Exercise requirements ▸
Output the records. Match them exactly.

Lines of data ▸
______________________________
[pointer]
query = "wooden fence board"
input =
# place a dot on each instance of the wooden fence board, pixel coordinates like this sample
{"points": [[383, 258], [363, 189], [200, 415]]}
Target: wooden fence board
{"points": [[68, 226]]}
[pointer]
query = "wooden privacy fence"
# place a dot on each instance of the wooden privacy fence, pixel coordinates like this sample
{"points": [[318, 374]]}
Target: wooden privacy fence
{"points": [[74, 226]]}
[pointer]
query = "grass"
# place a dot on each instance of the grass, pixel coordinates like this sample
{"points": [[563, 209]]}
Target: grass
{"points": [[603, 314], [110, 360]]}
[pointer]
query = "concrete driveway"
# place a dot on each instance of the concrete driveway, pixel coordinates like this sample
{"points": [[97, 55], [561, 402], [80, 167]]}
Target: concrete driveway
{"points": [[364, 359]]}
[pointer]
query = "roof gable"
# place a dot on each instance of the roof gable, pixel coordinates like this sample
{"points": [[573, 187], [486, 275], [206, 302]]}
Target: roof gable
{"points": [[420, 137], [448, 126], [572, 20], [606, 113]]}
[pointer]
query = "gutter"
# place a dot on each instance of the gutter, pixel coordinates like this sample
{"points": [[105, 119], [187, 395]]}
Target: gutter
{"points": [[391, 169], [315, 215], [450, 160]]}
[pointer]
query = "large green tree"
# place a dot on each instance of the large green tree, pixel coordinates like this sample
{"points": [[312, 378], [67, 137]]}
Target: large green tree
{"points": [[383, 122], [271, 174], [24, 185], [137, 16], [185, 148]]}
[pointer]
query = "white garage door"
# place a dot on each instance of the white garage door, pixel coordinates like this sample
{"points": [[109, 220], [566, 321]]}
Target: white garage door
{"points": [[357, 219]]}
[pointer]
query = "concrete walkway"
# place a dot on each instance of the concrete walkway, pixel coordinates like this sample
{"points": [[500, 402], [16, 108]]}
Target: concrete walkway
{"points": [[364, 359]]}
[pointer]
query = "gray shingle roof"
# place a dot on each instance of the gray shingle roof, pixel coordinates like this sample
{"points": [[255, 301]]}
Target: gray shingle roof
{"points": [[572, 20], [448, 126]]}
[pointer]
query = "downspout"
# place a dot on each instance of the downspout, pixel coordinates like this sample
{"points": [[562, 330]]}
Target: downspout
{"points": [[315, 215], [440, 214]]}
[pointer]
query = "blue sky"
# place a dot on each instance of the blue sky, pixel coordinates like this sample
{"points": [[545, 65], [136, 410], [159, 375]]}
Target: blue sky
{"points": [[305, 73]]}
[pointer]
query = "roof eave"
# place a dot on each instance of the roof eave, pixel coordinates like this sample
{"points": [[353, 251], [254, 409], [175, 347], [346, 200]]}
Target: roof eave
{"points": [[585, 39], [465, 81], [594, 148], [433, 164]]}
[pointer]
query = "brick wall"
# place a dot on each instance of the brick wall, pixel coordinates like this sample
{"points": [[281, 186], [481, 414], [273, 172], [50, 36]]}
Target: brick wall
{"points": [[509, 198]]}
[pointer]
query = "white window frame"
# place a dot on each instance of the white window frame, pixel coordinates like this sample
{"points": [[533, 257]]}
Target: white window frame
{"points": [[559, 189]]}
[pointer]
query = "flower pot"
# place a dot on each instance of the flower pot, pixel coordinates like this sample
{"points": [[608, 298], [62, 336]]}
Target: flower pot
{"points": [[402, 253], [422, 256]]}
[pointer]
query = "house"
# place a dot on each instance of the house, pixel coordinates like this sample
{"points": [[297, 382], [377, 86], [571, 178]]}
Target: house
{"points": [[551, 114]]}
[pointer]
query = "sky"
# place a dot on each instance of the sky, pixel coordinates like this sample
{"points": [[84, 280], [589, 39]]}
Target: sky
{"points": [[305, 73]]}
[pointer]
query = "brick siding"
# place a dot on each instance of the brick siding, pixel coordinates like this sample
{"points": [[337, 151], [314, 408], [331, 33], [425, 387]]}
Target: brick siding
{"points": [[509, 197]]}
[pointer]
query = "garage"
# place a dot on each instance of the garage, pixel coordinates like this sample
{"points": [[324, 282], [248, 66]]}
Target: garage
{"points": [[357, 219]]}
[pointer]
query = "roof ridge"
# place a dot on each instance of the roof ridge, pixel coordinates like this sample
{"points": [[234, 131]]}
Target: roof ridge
______________________________
Exercise answer ▸
[pointer]
query = "wooden fence board"
input =
# place a dot on each instance of the wooden fence board, pixel coordinates like this sample
{"points": [[383, 258], [363, 189], [200, 415]]}
Target: wooden fence board
{"points": [[68, 226]]}
[pointer]
query = "wooden privacy fence"
# place a dot on each instance of the wooden privacy fence, pixel coordinates like this sample
{"points": [[318, 374]]}
Target: wooden privacy fence
{"points": [[74, 226]]}
[pointer]
query = "grass"
# place a dot on each instance of the grass, pixel coordinates like this sample
{"points": [[563, 209]]}
Target: grass
{"points": [[603, 314], [110, 360]]}
[pointer]
query = "concrete driveway"
# place a dot on each instance of the concrete driveway, pixel coordinates like this sample
{"points": [[97, 55], [561, 402], [80, 167]]}
Target: concrete driveway
{"points": [[364, 359]]}
[pointer]
query = "roof gable"
# place a dot on each instance of the roof gable, pixel coordinates like this sample
{"points": [[573, 187], [486, 275], [206, 302]]}
Target: roof gable
{"points": [[420, 137], [448, 126], [572, 20], [606, 113]]}
[pointer]
query = "gutter"
# place a dot on each instance of the gutter, pixel coordinates like this sample
{"points": [[105, 119], [187, 395]]}
Target: gutter
{"points": [[391, 169], [315, 215], [450, 160]]}
[pointer]
query = "large green tree"
# place a dot on each instance of the large green tree, pixel coordinates like this sample
{"points": [[312, 378], [67, 137]]}
Target: large green tree
{"points": [[383, 122], [271, 174], [24, 185], [137, 16], [185, 148]]}
[pointer]
query = "white garage door"
# place a dot on each instance of the white garage door, pixel coordinates like this sample
{"points": [[109, 220], [566, 321]]}
Target: white garage door
{"points": [[357, 219]]}
[pointer]
query = "concrete walkway"
# place a dot on each instance of the concrete walkway, pixel coordinates like this sample
{"points": [[500, 402], [16, 108]]}
Target: concrete walkway
{"points": [[364, 359]]}
[pointer]
query = "gray shingle roof"
# place a dot on each instance of the gray shingle roof, pixel coordinates like this sample
{"points": [[255, 301]]}
Target: gray shingle roof
{"points": [[572, 20], [448, 126]]}
[pointer]
query = "downspout"
# place a dot on each instance of the downspout, pixel coordinates like this sample
{"points": [[562, 330]]}
Target: downspout
{"points": [[315, 215], [440, 214]]}
[pointer]
query = "blue sky"
# place a dot on each instance of the blue sky, pixel coordinates like this sample
{"points": [[545, 65], [136, 410], [159, 375]]}
Target: blue sky
{"points": [[305, 73]]}
[pointer]
query = "roof eave"
# place a dot on each instance of the roof eave, pixel coordinates like this sample
{"points": [[353, 251], [254, 409], [175, 347], [346, 200]]}
Target: roof eave
{"points": [[585, 39], [465, 81], [594, 148], [433, 164]]}
[pointer]
query = "brick wall"
# place a dot on each instance of the brick wall, pixel coordinates like this sample
{"points": [[281, 186], [481, 414], [273, 172], [50, 36]]}
Target: brick wall
{"points": [[509, 198]]}
[pointer]
query = "white window frame"
# place a dot on each instance of the white window frame, pixel coordinates like this sample
{"points": [[533, 257]]}
Target: white window frame
{"points": [[559, 189]]}
[pointer]
query = "flower pot"
# place a dot on each instance of the flower pot, pixel coordinates like this sample
{"points": [[608, 298], [62, 336]]}
Target: flower pot
{"points": [[402, 253], [422, 256]]}
[pointer]
query = "house"
# place a dot on each instance of the house, pixel coordinates like this sample
{"points": [[297, 382], [377, 86], [571, 178]]}
Target: house
{"points": [[551, 114]]}
[pointer]
query = "sky"
# place a dot on each instance of the sky, pixel coordinates like this sample
{"points": [[84, 280], [589, 39]]}
Target: sky
{"points": [[305, 73]]}
[pointer]
query = "brick siding"
# place a dot on each instance of the brick siding, pixel coordinates like this sample
{"points": [[337, 151], [314, 408], [331, 33], [425, 387]]}
Target: brick siding
{"points": [[509, 197]]}
[pointer]
query = "garage"
# place a dot on each instance of the garage, pixel coordinates like this sample
{"points": [[324, 282], [248, 66]]}
Target: garage
{"points": [[357, 219]]}
[pointer]
query = "roof ridge"
# place a dot on each instance of the roof ridge, pixel coordinates like this sample
{"points": [[234, 131]]}
Target: roof ridge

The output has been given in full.